**Short task A**
Tally the lines of the records that contain the string "head" and give only that number.

**Text to read**
Hi Jean-Paul,
> The indexing is correct - I've taken that part of the code from some
other codes that I've fully verified. But I thought it would still be a
useful exercise to re-implement the assembly routine for the other two
parameterisations. Maybe this would further convince you of its
correctness.
Convinced ;)
> I've attached a quickly modified version of step-44 that does this (see
the functions assemble_system_one_cell_tau(), assemble_system_one_cell_S()
and assemble_system_one_cell_P()), and uses the aforementioned push/pull
operations to transform the stresses and material tangents. (I didn't feel
like reimplementing the constitutive laws for the different
parameterisations -- I leave that as an exercise to you, if you feel so
inclined.) I've also attached some result logs for the default
configuration for step-44 plus one additional global refinement step.
ah very nice, thanks again.

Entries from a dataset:
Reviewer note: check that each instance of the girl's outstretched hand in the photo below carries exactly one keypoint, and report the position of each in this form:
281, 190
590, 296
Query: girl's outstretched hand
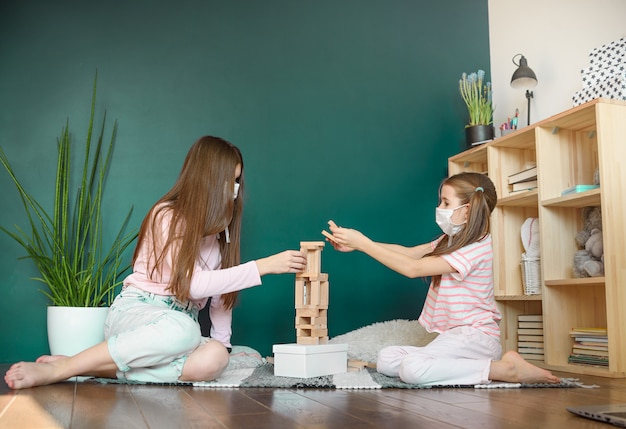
289, 261
344, 239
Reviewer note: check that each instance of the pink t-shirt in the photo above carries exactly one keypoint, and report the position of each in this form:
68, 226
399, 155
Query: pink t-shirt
207, 281
464, 297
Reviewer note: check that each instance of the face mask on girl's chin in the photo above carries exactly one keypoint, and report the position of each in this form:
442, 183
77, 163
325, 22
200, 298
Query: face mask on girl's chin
236, 191
443, 217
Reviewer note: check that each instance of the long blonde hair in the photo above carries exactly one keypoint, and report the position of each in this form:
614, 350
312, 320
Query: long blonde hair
479, 192
200, 204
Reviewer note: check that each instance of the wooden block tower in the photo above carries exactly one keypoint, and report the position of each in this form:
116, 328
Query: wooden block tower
312, 297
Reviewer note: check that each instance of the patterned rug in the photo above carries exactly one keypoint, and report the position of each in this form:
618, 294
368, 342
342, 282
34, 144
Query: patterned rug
247, 368
367, 378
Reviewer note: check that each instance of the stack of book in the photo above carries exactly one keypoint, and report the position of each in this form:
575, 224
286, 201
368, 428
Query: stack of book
523, 180
591, 346
530, 336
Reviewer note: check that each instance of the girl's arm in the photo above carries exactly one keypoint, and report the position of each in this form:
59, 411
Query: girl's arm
408, 261
221, 321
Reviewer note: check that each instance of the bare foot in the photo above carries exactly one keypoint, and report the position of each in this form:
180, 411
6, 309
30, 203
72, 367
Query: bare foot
49, 358
514, 369
30, 374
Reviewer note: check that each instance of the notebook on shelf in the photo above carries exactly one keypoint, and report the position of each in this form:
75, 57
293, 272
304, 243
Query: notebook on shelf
614, 414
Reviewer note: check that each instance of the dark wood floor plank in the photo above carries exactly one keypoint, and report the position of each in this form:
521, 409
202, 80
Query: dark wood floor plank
106, 406
424, 402
43, 407
86, 405
365, 406
233, 408
306, 412
167, 407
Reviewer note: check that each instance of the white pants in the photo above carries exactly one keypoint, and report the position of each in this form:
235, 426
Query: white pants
460, 356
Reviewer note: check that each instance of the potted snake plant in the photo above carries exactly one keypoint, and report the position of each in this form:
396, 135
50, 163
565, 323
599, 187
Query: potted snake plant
66, 244
476, 94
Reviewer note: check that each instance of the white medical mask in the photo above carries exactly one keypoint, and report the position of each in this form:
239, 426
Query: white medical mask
443, 217
236, 191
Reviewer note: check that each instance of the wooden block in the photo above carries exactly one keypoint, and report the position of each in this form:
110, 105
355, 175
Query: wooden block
328, 235
315, 287
313, 251
360, 364
300, 293
312, 321
311, 312
308, 332
312, 340
323, 277
324, 286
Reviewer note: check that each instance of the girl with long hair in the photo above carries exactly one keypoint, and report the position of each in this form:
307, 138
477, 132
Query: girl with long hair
187, 255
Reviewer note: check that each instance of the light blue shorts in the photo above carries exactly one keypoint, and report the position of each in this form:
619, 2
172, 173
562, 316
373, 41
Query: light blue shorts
150, 336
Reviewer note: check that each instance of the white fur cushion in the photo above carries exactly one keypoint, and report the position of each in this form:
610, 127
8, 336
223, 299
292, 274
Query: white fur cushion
365, 343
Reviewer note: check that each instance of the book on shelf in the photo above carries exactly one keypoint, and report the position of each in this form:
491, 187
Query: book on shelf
538, 325
588, 360
591, 345
530, 356
578, 188
530, 344
523, 176
530, 318
530, 351
578, 351
529, 331
531, 338
523, 186
593, 332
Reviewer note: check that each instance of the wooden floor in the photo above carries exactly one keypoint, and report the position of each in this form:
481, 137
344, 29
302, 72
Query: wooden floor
92, 406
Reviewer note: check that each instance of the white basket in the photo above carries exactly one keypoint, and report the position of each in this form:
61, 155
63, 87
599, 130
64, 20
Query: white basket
531, 275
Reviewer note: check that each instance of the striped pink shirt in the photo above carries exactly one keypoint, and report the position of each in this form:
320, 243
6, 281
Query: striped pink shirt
464, 297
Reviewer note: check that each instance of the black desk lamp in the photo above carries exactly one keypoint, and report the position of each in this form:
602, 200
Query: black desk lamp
524, 78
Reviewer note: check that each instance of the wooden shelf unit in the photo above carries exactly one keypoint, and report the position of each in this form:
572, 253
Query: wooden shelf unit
567, 149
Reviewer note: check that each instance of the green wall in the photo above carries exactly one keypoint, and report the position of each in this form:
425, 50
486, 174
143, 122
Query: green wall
344, 110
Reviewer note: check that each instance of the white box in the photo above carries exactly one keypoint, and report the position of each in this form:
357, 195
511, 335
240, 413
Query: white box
304, 361
613, 87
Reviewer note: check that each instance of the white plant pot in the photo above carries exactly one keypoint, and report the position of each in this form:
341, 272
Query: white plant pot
74, 329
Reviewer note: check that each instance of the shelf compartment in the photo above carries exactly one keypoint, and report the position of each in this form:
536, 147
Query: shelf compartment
581, 199
472, 160
565, 158
518, 297
520, 199
508, 248
574, 306
587, 281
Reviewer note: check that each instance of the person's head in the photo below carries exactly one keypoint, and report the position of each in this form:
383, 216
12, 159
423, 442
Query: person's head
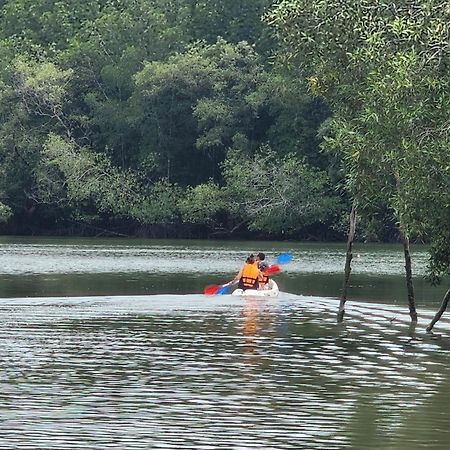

**Short task B**
Which three functions does the forum reply above list for the modified version of step-44?

**Response A**
2

**Response B**
assemble_system_one_cell_tau(), assemble_system_one_cell_S() and assemble_system_one_cell_P()